▸ Vorliegender Text
■ ■ ■ ■ ■ ■ ■

Arjon Capel, Sie haben privat und musikalisch Neue Wege eingeschlagen und auf denen mit dem Album einen Meilenstein gesetzt. Was erträumen Sie sich auf diesen neuen Wegen?

 

Tatsächlich träume ich sehr viel. In der Vergangenheit - meistens nachts -kamen immer wieder Bilder und Gefühle ausgelöst durch einschneidende Erlebnisse, bei denen ich Gefahr lief krank zu werden. Vieles habe ich verdrängt.

Insofern ist für mich mein neuer bewusst eingeschlagener Weg meiner Passion „Musik“ zu folgen eine Befreiung und mit Freude habe ich auch ausgetretene Wege verlassen. Man kann nur eigene Spuren hinterlassen, wenn man nicht in die Fußstapfen anderer tritt.

Viele meiner Texte verarbeiten persönliche Erfahrungen. Nach 33 erfolgreichen Berufsjahren neue Wege zu gehen, habe ich erfahren dürfen. Dies verarbeite ich in meinem Song „Trau Dich aufstehen“ – der Glaube an sich selbst.

 

Refrain „Trau Dich aufstehen“:

Wenn Du tust, wofür du brennst

Wenn du weißt, wie du den Alltag brichst       

Wenn du tust, was du nur willst

Wenn du merkst, dass jeder Zweifel schmilzt

 

Und so hoffe ich auch, dass mein Publikum es fühlt was mich bewegt und vielleicht auch die positiven Gefühle, die meine Geschichten auslösen möchten, wiedererkennt. Ich möchte alle ermutigen, an sich zu glauben und auf das eigene „Bauchgefühl“ zu hören.

 

Auch wünsche ich mir meine Geschichten über die vielen Facetten von der Findung zu meinen neuen Wegen mit vielen Menschen bei Live-Konzerten zu teilen. Leider ist hierzu derzeit diese Gelegenheit ja sehr eingeschränkt. 

Ihr neues Album wird als wahres Panoptikum von scharfsinnigen Beobachtungen des Alltags beschrieben. Vielleicht können Sie einmal beschreiben, wie der Schreib-Prozess funktioniert.

■ ■ ■ ■ ■ ■ ■

▸ Vorliegende Datensätze
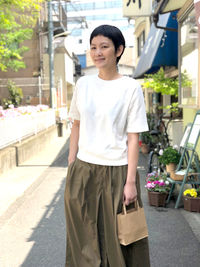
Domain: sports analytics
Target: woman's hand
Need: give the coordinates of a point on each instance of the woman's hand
(130, 193)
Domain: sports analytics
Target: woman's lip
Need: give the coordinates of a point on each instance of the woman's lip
(99, 59)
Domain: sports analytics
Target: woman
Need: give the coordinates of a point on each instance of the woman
(108, 112)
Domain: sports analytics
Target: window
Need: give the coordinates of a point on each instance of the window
(140, 42)
(188, 61)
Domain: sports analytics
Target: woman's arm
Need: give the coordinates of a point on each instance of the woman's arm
(130, 191)
(74, 137)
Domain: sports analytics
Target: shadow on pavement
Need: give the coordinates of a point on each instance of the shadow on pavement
(172, 242)
(49, 235)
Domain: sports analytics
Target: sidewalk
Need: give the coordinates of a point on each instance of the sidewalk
(174, 235)
(15, 182)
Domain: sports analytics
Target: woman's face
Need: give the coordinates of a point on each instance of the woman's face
(102, 52)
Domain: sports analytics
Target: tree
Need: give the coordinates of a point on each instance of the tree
(17, 19)
(161, 84)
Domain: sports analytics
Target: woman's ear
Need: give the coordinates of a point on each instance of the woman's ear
(120, 50)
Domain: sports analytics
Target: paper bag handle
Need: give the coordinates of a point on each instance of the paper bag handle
(135, 205)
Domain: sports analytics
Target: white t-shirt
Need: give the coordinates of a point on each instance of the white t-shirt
(107, 110)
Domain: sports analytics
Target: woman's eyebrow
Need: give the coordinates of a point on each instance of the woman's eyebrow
(100, 43)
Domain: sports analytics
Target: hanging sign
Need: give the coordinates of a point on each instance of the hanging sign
(137, 8)
(197, 10)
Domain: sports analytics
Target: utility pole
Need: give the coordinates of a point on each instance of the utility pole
(51, 52)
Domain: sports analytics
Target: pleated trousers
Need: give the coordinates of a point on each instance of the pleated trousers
(93, 198)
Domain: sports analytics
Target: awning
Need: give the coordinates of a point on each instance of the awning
(161, 47)
(172, 5)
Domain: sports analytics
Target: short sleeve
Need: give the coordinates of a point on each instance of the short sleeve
(73, 112)
(137, 120)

■ ■ ■ ■ ■ ■ ■

▸ Die Aufgabenstellung
a - Kopieren Sie aus dem Interview mit Arjon Capel einen Abschnitt unverändert. Beginnen Sie bei den Worten „Tatsächlich träume ich“ und hören Sie nach „habe ich verdrängt.“ auf.
b - Beantworten Sie anhand des Interviews mit Arjon Capel diese Fragen:
(i) Nach wie vielen erfolgreichen Berufsjahren ist Capel neue Wege gegangen?
(ii) Auf was sollen alle laut Capel hören?
(iii) Wo möchte Capel seine Geschichten mit vielen Menschen teilen?

▸ Die Lösungen
a -
Tatsächlich träume ich sehr viel. In der Vergangenheit - meistens nachts -kamen immer wieder Bilder und Gefühle ausgelöst durch einschneidende Erlebnisse, bei denen ich Gefahr lief krank zu werden. Vieles habe ich verdrängt.

b -
(i) Nach 33 Berufsjahren.
(ii) Auf das eigene „Bauchgefühl“.
(iii) Bei Live-Konzerten.